■ Dataset entries
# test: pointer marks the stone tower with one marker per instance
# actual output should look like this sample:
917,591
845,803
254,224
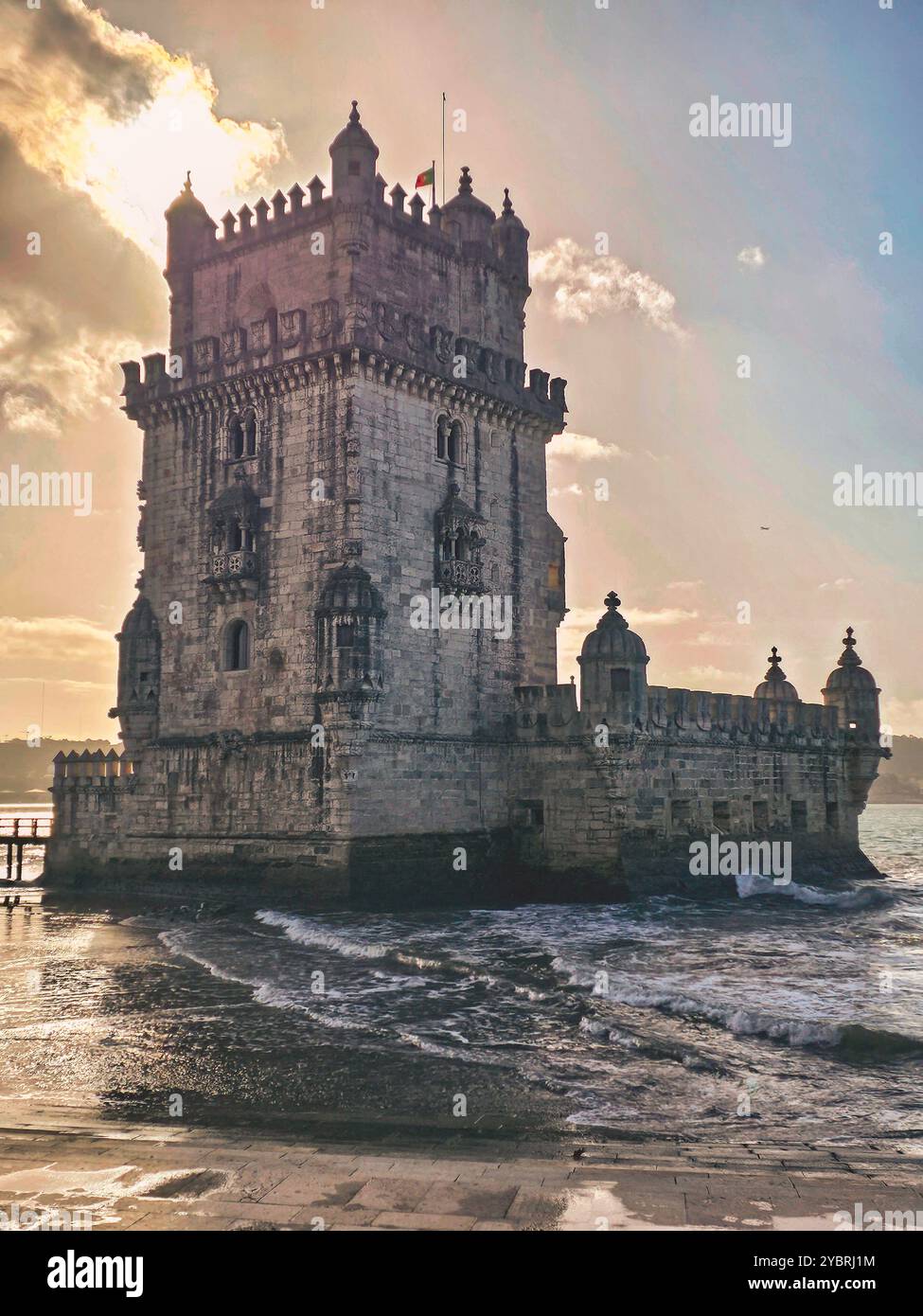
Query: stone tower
613,677
343,439
343,428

■ What you have to do
Repeat each line of the records above exactly, but do not copy the pictures.

■ Solution below
# test: pointer marks the stone tower with one marker per instance
# actual output should look like this sample:
917,591
845,803
254,224
Query: stone tower
613,677
343,439
343,428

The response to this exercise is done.